>> begin EXTRACTED INFORMATION

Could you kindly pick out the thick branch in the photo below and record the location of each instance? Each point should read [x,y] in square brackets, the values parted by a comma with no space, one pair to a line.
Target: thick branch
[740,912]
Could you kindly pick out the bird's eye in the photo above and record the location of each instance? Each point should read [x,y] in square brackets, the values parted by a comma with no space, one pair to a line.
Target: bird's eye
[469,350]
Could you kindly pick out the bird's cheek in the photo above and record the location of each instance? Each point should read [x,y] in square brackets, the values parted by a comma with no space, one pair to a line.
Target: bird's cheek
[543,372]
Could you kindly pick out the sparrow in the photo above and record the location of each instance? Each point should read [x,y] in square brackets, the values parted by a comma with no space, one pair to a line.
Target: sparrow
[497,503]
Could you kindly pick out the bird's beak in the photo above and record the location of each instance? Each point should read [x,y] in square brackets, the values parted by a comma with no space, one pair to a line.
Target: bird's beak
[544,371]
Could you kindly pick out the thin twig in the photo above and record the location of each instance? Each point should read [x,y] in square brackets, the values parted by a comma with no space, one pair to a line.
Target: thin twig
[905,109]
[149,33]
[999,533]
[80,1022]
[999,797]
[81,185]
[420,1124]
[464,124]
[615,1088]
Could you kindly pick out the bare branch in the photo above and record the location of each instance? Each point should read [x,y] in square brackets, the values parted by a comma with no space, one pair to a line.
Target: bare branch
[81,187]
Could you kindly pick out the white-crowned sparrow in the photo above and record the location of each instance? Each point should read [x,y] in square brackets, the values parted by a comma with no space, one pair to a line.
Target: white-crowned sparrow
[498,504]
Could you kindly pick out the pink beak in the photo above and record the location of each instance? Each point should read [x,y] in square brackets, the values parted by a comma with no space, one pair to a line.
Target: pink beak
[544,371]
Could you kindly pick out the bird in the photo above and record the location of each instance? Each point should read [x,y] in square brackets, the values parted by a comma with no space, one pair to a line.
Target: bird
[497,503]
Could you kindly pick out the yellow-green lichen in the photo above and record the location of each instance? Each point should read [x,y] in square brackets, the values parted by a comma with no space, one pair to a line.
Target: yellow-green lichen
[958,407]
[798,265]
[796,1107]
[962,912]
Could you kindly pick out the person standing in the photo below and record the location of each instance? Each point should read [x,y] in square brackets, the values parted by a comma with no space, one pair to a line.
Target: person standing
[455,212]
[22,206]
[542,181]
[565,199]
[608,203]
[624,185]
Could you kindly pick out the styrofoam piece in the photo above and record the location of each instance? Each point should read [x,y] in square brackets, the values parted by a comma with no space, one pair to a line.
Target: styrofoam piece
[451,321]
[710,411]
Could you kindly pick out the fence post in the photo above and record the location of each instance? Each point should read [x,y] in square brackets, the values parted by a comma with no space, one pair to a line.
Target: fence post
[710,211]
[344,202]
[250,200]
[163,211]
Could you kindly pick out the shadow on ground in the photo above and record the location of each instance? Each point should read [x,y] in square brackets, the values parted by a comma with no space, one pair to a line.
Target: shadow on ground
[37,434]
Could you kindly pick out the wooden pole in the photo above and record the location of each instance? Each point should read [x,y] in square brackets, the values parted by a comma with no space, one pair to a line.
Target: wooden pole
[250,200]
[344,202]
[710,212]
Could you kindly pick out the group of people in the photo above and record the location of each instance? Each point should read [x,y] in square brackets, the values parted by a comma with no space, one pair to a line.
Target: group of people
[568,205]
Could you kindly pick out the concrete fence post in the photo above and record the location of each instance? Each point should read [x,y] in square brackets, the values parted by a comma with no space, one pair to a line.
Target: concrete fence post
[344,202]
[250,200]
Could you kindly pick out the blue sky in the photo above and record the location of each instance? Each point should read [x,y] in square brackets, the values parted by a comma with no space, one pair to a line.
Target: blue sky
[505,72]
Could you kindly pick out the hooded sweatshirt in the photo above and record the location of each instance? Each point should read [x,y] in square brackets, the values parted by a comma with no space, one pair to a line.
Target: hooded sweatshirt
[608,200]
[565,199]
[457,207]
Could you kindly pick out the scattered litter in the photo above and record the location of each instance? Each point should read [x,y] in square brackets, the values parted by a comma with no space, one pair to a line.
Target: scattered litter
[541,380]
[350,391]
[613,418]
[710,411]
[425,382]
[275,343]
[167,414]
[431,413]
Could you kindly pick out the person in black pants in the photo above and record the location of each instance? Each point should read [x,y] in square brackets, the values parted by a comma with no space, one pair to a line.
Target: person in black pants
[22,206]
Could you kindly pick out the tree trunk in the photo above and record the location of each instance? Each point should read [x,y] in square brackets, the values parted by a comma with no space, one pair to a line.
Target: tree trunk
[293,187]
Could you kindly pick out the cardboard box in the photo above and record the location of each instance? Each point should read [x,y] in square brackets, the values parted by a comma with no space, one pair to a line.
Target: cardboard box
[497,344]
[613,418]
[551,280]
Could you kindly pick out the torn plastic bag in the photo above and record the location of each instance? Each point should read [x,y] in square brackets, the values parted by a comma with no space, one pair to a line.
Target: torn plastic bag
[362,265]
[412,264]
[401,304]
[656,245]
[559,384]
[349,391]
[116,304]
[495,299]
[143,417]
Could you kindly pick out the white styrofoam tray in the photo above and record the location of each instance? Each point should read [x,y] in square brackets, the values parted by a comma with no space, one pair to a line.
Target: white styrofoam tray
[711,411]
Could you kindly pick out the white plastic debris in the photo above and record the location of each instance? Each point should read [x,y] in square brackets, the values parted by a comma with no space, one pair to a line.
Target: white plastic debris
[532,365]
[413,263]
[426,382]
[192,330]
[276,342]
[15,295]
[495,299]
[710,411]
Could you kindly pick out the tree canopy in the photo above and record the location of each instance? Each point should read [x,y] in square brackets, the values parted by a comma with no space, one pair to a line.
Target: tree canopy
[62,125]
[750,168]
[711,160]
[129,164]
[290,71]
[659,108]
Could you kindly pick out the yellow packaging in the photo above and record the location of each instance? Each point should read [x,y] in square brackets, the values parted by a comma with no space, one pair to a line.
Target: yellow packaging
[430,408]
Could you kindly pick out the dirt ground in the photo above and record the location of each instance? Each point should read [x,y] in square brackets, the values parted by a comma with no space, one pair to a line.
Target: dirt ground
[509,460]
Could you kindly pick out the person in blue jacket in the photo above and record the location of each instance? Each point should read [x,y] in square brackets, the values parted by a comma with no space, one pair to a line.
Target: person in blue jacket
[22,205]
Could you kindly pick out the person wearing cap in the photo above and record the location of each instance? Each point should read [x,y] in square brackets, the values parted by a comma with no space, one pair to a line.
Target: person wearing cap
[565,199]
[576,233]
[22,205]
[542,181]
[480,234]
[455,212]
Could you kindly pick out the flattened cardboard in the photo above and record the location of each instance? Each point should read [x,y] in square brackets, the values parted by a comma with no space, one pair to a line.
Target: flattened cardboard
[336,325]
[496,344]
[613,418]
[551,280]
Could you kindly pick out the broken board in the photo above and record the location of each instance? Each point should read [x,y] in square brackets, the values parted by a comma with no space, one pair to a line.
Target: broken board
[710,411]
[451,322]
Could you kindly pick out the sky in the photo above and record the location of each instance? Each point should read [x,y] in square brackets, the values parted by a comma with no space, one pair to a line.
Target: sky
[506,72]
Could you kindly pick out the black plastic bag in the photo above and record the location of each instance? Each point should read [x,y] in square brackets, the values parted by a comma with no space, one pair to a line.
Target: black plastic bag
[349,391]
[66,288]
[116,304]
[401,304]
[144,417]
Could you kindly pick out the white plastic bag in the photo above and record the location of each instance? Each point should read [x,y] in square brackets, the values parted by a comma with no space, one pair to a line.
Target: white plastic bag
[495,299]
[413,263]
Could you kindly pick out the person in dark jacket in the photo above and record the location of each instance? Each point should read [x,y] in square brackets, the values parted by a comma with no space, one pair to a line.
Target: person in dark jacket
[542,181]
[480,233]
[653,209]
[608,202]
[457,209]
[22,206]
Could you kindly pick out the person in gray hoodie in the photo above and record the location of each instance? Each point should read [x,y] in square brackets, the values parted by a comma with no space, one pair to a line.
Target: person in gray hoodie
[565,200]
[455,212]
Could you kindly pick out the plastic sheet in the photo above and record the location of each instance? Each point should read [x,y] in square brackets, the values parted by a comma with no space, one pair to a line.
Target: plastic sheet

>> end EXTRACTED INFORMATION

▶ **SHORT TASK**
Lay out the stretch of rows from the line containing "Could you kindly pick out the broken" through the end of the rows as a Markdown table with the columns Number and Line. Give each line its own number and leave out any blank lines.

▶ **THE SOLUTION**
| Number | Line |
|---|---|
| 1 | Could you kindly pick out the broken board in the photo above and record the location of each instance? Each point should read [x,y] in square brackets, the values parted by a comma with no space, one pair to a line. |
| 2 | Target: broken board |
| 3 | [710,411] |
| 4 | [451,322] |
| 5 | Could you kindly pick out the sky in the photo above and record the location of each instance? Each point should read [x,y] in square brackets, the values parted by a comma with no space, one pair to a line. |
| 6 | Target: sky |
| 7 | [506,72] |
| 8 | Could you kindly pick out the black plastic bag in the photo above and record the location of each instance? Each point should read [x,y] in square brackets, the values parted by a comma with no space, one pair to a line. |
| 9 | Target: black plastic bag |
| 10 | [349,391] |
| 11 | [66,288] |
| 12 | [116,304] |
| 13 | [401,304] |
| 14 | [144,417] |
| 15 | Could you kindly pick out the white plastic bag in the photo above and record the location of each instance? Each point should read [x,y] in square brackets, the values parted by a comma with no space, one pair to a line. |
| 16 | Target: white plastic bag |
| 17 | [495,299] |
| 18 | [413,263] |
| 19 | Could you kindly pick out the person in dark jacket in the photo above and record the location of each instance? Each point should read [x,y] in square brackets, the values parted by a comma with no space, one pair to a line. |
| 20 | Target: person in dark jacket |
| 21 | [542,181] |
| 22 | [480,233] |
| 23 | [653,209] |
| 24 | [608,202] |
| 25 | [457,209] |
| 26 | [22,206] |
| 27 | Could you kindly pick out the person in gray hoodie in the photo above and record the location of each instance? Each point should read [x,y] in square brackets, the values parted by a comma with no space, one pair to a line. |
| 28 | Target: person in gray hoodie |
| 29 | [565,200] |
| 30 | [455,212] |
| 31 | Could you kindly pick out the plastic sheet in the photo above and record the location of each instance? Each point should read [x,y] in square brackets, the values parted by a comma with no space, one pair to a line. |
| 32 | Target: plastic sheet |